▶ **Your task**
Lines from the one containing "Exercise. Point to the gull tail" through the final line of the records below are needed, copied exactly, with no pictures.

▶ **Data**

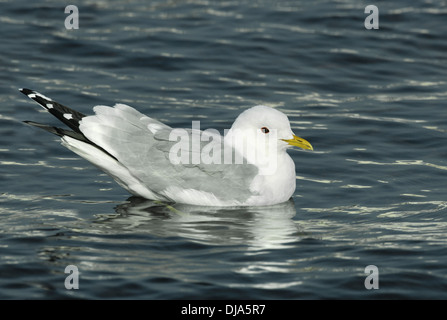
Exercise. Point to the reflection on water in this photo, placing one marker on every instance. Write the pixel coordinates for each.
(268, 227)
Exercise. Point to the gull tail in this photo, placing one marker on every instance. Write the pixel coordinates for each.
(66, 115)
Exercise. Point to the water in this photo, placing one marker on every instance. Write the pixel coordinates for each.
(371, 102)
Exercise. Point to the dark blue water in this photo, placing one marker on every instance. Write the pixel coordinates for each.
(372, 103)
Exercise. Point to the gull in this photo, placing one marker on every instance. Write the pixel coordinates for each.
(248, 166)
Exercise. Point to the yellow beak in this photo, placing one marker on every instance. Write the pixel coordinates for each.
(299, 142)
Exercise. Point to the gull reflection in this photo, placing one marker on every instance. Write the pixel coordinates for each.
(260, 228)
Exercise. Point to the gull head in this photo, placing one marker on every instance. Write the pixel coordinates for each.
(264, 130)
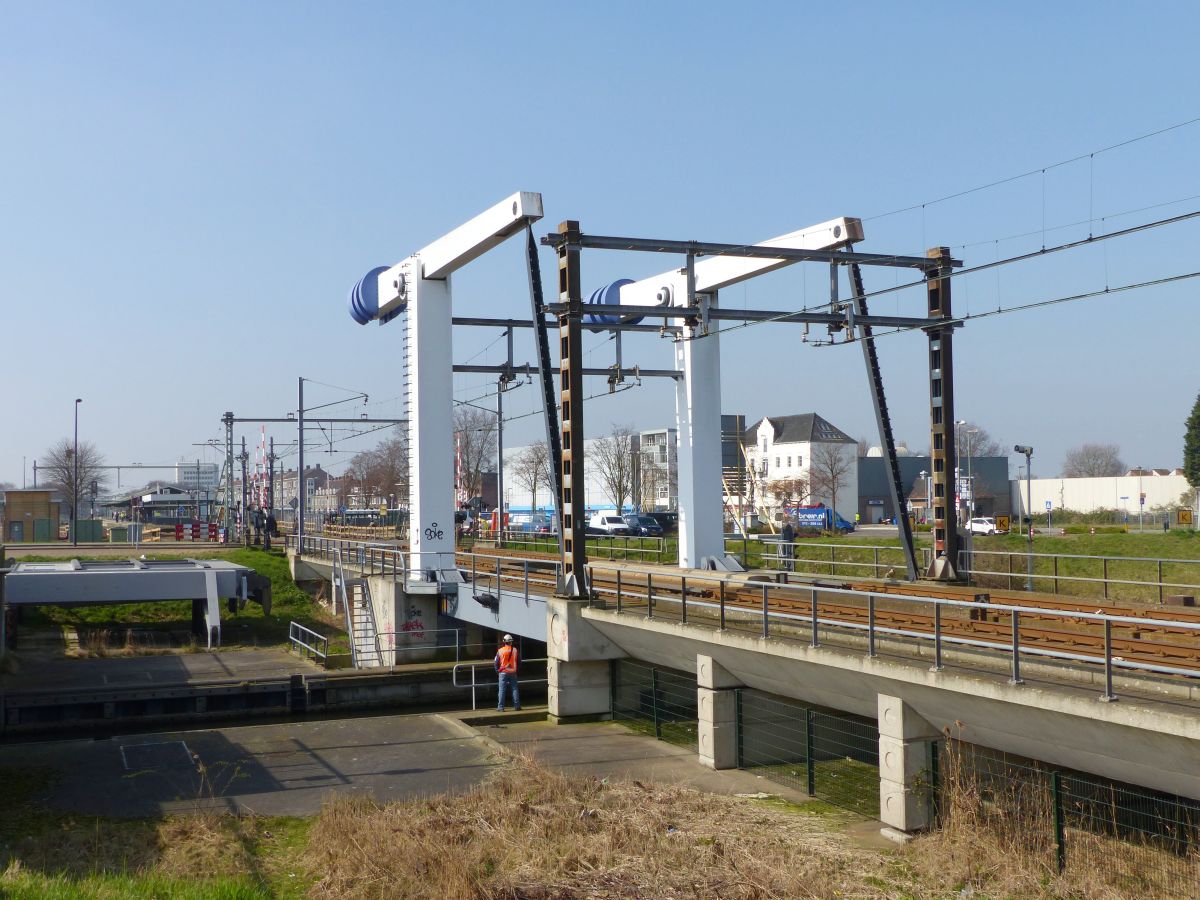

▶ **Task solution**
Exercise. Point to the gull tail in this photo, placing one marker on every instance. Write the pixel coordinates for each.
(66, 115)
Exercise. Point to the water in this photo, placing one marker on every instance. Write the pixel coordinates for each.
(371, 102)
Exercise. Point to the dark blue water in this photo, placing one marker on every instance. Write the pixel coordinates for each.
(372, 103)
Exercise. Point to the gull in this photo, placing one marker on every instance. Write the pixel coordinates for each.
(248, 166)
Exercise. Point to the yellow beak in this photo, placing one marker on every instance. Write the pixel coordinates for each.
(299, 142)
Exercise. Point to the gull reflection in this photo, placing one marker on every instance. Write the pixel coordinates for each.
(260, 228)
Exercise. Point to the gull head in this photo, placing one marker on every instance. Write the pixel coordinates for each.
(264, 130)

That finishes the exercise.